═══ EXTRACTED DATA ═══

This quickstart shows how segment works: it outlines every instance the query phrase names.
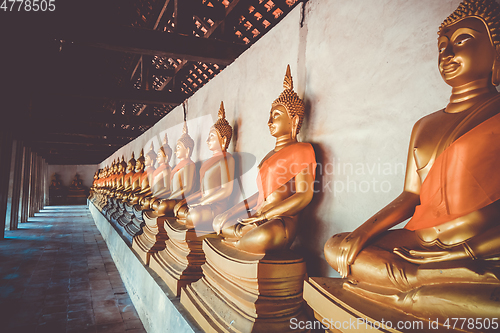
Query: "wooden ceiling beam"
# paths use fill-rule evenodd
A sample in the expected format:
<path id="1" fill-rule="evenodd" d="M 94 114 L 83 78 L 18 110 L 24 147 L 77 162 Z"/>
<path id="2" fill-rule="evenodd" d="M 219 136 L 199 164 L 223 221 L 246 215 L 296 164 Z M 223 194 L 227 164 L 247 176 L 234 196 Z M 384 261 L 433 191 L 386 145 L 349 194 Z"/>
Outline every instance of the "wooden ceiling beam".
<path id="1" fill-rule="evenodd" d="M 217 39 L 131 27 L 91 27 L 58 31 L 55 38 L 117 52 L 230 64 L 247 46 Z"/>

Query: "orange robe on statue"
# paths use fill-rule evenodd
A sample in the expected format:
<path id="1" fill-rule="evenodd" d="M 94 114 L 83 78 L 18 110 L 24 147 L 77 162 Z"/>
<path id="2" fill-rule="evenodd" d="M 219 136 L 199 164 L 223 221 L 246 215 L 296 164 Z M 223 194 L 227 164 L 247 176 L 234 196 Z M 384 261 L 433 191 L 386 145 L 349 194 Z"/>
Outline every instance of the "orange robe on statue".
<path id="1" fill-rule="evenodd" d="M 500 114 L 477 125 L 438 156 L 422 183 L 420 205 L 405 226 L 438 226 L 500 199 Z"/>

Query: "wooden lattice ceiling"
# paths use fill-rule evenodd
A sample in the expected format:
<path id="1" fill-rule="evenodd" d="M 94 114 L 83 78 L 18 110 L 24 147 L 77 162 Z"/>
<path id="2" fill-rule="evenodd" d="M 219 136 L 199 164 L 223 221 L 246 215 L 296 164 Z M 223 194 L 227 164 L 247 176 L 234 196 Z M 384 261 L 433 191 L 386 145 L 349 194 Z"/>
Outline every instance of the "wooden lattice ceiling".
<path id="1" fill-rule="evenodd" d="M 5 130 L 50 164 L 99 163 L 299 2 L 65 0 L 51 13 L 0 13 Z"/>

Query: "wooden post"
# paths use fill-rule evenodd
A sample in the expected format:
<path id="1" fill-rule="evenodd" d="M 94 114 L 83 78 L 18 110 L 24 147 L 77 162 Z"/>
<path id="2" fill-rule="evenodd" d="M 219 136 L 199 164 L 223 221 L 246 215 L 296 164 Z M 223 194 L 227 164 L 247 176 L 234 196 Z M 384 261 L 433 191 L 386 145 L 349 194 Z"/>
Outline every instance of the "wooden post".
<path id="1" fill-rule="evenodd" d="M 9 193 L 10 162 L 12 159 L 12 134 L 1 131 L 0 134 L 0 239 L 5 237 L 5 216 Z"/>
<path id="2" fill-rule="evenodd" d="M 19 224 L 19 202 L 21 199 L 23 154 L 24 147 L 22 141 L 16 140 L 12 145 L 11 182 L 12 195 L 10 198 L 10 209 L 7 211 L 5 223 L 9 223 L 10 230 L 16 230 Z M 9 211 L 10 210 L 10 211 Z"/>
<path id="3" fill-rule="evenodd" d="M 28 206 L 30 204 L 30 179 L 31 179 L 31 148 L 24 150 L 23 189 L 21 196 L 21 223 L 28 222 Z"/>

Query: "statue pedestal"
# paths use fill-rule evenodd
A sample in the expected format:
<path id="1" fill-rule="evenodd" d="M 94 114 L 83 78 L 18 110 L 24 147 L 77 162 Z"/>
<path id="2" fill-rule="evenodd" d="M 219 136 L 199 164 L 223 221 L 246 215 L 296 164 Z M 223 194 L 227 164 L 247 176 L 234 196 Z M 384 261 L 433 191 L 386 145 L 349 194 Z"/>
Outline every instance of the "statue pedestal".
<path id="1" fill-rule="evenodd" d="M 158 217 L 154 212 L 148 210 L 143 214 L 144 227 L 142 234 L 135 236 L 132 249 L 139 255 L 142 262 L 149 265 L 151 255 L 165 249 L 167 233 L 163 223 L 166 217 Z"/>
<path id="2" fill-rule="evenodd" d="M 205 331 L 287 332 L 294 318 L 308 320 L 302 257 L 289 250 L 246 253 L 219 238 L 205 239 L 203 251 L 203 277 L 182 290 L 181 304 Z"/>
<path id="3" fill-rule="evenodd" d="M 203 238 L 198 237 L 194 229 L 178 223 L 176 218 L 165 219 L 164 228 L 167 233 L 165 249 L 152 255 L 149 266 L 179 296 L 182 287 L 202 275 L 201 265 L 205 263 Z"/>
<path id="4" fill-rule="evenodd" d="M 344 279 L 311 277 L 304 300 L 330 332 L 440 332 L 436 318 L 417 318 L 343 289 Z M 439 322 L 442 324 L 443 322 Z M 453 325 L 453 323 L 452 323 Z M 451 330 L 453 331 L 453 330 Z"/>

═══

**THE PROBLEM:** Reproduce each entry above word for word. Pictures are not part of the copy.

**OUTPUT OF THE EXERCISE:**
This quickstart shows how segment works: it outlines every instance the query phrase names.
Query: "wooden ceiling beam"
# paths use fill-rule evenodd
A sample in the expected format:
<path id="1" fill-rule="evenodd" d="M 94 114 L 83 78 L 18 110 L 24 147 L 77 162 Z"/>
<path id="2" fill-rule="evenodd" d="M 219 136 L 199 164 L 223 221 L 246 215 L 296 164 Z M 223 194 L 227 164 L 247 176 L 234 196 Z M 384 261 L 433 191 L 386 145 L 349 194 Z"/>
Outline every instance of the "wooden ceiling beam".
<path id="1" fill-rule="evenodd" d="M 217 39 L 131 27 L 91 27 L 58 31 L 55 38 L 117 52 L 230 64 L 247 46 Z"/>

Query: "orange robe on statue"
# paths use fill-rule evenodd
A sample in the expected format:
<path id="1" fill-rule="evenodd" d="M 94 114 L 83 78 L 18 110 L 24 147 L 77 162 Z"/>
<path id="2" fill-rule="evenodd" d="M 219 136 L 199 164 L 223 221 L 246 215 L 296 164 Z M 223 194 L 227 164 L 247 176 L 234 196 Z M 384 261 L 433 191 L 386 145 L 349 194 Z"/>
Outline every instance of the "orange robe on statue".
<path id="1" fill-rule="evenodd" d="M 500 114 L 477 125 L 438 156 L 422 183 L 420 205 L 405 226 L 438 226 L 500 199 Z"/>

Query: "wooden lattice ceiling"
# paths use fill-rule evenodd
A sample in the expected format:
<path id="1" fill-rule="evenodd" d="M 94 114 L 83 78 L 18 110 L 24 147 L 77 162 Z"/>
<path id="2" fill-rule="evenodd" d="M 219 136 L 199 164 L 223 221 L 246 215 L 296 164 Z M 223 194 L 227 164 L 247 176 L 234 196 Z M 384 261 L 433 191 L 386 145 L 349 194 Z"/>
Outline every instance of the "wooden lattice ceiling".
<path id="1" fill-rule="evenodd" d="M 5 130 L 50 164 L 99 163 L 299 2 L 65 0 L 51 13 L 0 13 Z"/>

Query: "wooden post"
# paths use fill-rule evenodd
A sample in the expected format:
<path id="1" fill-rule="evenodd" d="M 94 114 L 83 78 L 18 110 L 24 147 L 77 162 Z"/>
<path id="2" fill-rule="evenodd" d="M 219 136 L 199 164 L 223 221 L 246 215 L 296 164 Z M 223 194 L 227 164 L 247 176 L 234 196 Z M 384 261 L 433 191 L 386 145 L 349 194 Z"/>
Outline every instance of the "wooden post".
<path id="1" fill-rule="evenodd" d="M 9 193 L 10 162 L 12 159 L 12 134 L 1 131 L 0 134 L 0 239 L 5 237 L 5 216 Z"/>
<path id="2" fill-rule="evenodd" d="M 19 224 L 19 202 L 21 199 L 23 154 L 24 147 L 22 141 L 16 140 L 12 145 L 11 182 L 12 195 L 10 198 L 10 209 L 7 211 L 5 223 L 9 223 L 10 230 L 16 230 Z M 9 211 L 10 210 L 10 211 Z"/>
<path id="3" fill-rule="evenodd" d="M 28 206 L 30 204 L 30 179 L 31 179 L 31 148 L 24 150 L 23 189 L 21 196 L 21 223 L 28 222 Z"/>

Query: "statue pedestal"
# paths use fill-rule evenodd
A sample in the expected format:
<path id="1" fill-rule="evenodd" d="M 94 114 L 83 78 L 18 110 L 24 147 L 77 162 Z"/>
<path id="2" fill-rule="evenodd" d="M 219 136 L 199 164 L 223 221 L 246 215 L 296 164 Z M 223 194 L 227 164 L 247 176 L 234 196 Z M 384 261 L 433 191 L 386 145 L 349 194 Z"/>
Outline every instance of the "statue pedestal".
<path id="1" fill-rule="evenodd" d="M 158 217 L 154 212 L 148 210 L 143 214 L 144 227 L 142 234 L 135 236 L 132 249 L 139 255 L 142 262 L 149 265 L 151 255 L 165 249 L 167 233 L 163 223 L 166 217 Z"/>
<path id="2" fill-rule="evenodd" d="M 205 331 L 287 332 L 294 318 L 308 320 L 302 257 L 289 250 L 246 253 L 219 238 L 205 239 L 203 251 L 203 277 L 182 290 L 181 304 Z"/>
<path id="3" fill-rule="evenodd" d="M 203 238 L 198 237 L 194 229 L 178 223 L 176 218 L 165 219 L 164 228 L 167 233 L 165 249 L 152 255 L 149 266 L 179 296 L 182 287 L 202 275 L 201 265 L 205 263 Z"/>
<path id="4" fill-rule="evenodd" d="M 344 279 L 311 277 L 304 300 L 330 332 L 440 332 L 436 318 L 417 318 L 343 289 Z M 439 322 L 442 324 L 443 322 Z M 453 325 L 453 323 L 452 323 Z M 451 330 L 453 331 L 453 330 Z"/>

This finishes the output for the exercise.